Copy exactly, and only, the lines from the line containing "the statue's long" through the last line of the records below, both included.
========
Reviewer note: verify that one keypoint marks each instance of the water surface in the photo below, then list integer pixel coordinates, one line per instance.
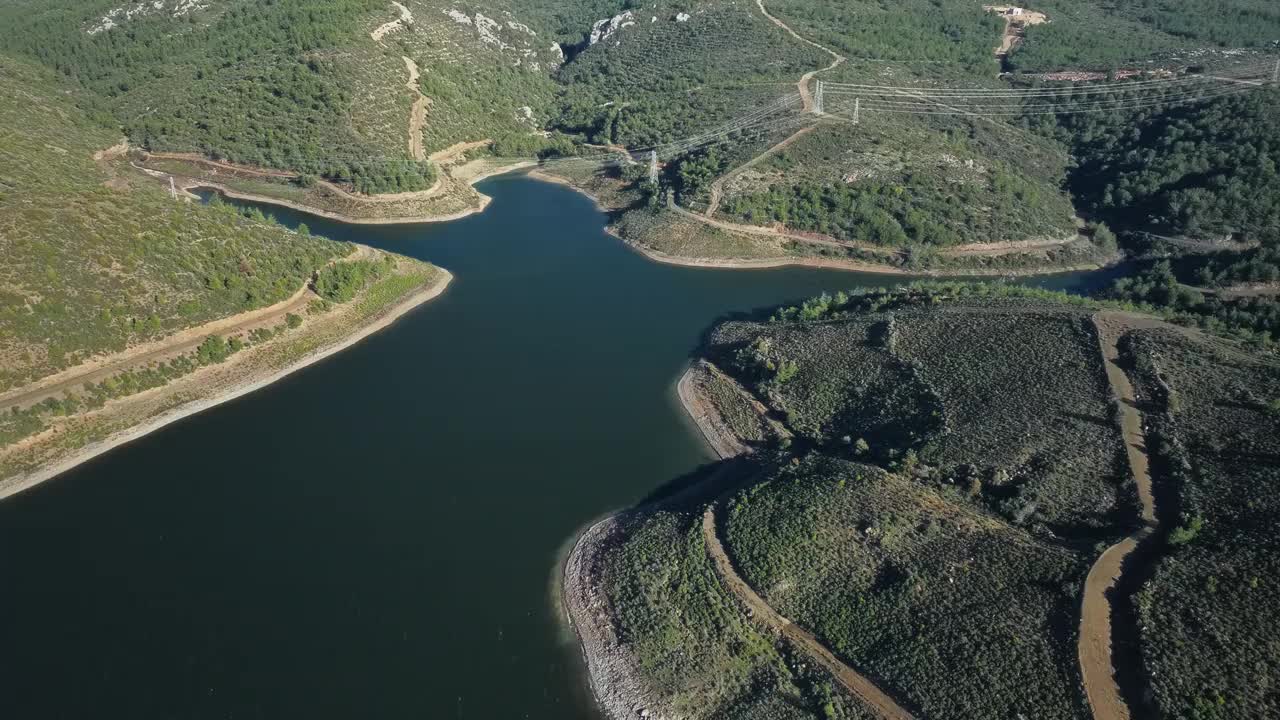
(374, 536)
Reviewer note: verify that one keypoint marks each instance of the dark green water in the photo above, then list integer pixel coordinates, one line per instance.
(375, 536)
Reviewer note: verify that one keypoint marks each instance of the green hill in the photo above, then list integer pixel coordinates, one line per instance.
(99, 258)
(945, 468)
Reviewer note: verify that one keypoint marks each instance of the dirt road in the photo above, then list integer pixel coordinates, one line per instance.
(836, 58)
(874, 700)
(807, 106)
(1015, 24)
(718, 186)
(405, 19)
(417, 115)
(97, 369)
(179, 343)
(1097, 665)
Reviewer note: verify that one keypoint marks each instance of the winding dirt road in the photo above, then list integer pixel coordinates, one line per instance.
(417, 115)
(873, 698)
(1097, 665)
(836, 58)
(807, 108)
(182, 342)
(186, 341)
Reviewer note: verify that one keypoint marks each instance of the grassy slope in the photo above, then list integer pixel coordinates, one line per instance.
(698, 651)
(945, 556)
(901, 580)
(97, 259)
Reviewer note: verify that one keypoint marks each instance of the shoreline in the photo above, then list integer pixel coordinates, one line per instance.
(846, 265)
(87, 452)
(195, 183)
(611, 675)
(818, 263)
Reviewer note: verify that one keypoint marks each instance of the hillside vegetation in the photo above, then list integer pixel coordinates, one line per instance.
(1101, 36)
(944, 469)
(1210, 613)
(99, 258)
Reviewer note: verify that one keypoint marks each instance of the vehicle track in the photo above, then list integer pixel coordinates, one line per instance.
(417, 115)
(872, 697)
(807, 106)
(178, 343)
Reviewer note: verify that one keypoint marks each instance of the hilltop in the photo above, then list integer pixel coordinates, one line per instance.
(924, 483)
(376, 112)
(122, 306)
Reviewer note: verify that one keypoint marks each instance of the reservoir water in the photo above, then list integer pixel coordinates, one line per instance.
(375, 536)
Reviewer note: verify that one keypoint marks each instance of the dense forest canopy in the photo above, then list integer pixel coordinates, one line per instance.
(1198, 169)
(1102, 35)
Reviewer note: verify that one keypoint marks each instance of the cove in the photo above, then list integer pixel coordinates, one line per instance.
(375, 534)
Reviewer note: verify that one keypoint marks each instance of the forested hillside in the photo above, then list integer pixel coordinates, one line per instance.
(1101, 35)
(924, 455)
(99, 258)
(1205, 169)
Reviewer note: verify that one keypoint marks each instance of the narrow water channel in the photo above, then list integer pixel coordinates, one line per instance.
(374, 536)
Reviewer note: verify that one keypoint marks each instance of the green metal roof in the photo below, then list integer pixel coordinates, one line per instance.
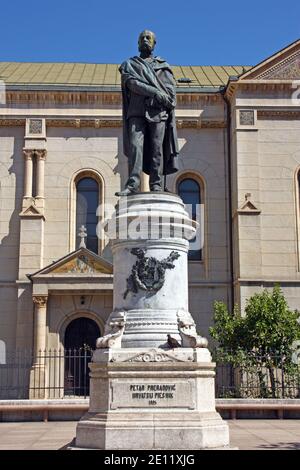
(77, 74)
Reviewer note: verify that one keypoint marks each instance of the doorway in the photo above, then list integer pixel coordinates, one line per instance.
(80, 341)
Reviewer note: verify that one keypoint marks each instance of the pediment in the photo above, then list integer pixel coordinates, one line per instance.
(284, 65)
(31, 211)
(80, 262)
(248, 207)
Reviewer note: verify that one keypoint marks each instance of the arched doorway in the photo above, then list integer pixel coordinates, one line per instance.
(80, 340)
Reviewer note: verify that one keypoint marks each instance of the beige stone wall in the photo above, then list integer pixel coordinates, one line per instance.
(266, 157)
(11, 193)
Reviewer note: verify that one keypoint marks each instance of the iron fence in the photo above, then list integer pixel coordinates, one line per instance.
(53, 373)
(65, 373)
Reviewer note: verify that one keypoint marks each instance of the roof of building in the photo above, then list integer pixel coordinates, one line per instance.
(98, 75)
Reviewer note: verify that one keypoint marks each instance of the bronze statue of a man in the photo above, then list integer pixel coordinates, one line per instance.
(149, 127)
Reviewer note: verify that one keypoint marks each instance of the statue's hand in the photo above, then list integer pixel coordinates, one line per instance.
(162, 99)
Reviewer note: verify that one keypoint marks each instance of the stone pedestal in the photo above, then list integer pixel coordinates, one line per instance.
(149, 398)
(152, 379)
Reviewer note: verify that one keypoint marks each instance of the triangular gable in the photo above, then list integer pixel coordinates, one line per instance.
(248, 207)
(81, 261)
(284, 65)
(31, 211)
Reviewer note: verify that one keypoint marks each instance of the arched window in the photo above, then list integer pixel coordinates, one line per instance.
(190, 192)
(87, 201)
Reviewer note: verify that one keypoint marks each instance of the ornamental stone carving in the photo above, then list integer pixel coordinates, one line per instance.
(148, 273)
(188, 332)
(113, 332)
(247, 118)
(154, 356)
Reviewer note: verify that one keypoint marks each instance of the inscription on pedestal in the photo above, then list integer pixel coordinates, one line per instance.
(177, 394)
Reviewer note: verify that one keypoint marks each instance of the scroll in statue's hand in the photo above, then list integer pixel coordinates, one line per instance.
(163, 100)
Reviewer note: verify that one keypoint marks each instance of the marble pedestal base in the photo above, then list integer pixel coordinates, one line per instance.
(150, 398)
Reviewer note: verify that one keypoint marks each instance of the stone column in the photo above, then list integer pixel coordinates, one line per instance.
(28, 154)
(144, 183)
(38, 372)
(40, 186)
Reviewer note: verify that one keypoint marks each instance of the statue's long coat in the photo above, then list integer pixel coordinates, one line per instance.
(160, 76)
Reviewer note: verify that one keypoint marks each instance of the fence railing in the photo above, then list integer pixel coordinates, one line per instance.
(50, 374)
(65, 373)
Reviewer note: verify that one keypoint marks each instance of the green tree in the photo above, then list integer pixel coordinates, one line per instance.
========
Result below:
Reviewer note: verify that one keypoint marks each instance of the statue's long coat in the photo above, then list integer pixel coordinates, one line per instance.
(160, 76)
Reviewer note: verify that one keypoint marks each instance of the fence railing in the photo above, then list integer pixel coordinates, one line per instance.
(50, 374)
(65, 373)
Reviewer note: verify that one keypoint marks each instance of the green tree in the photo above, then list integer pixel coordinates, one line per instance.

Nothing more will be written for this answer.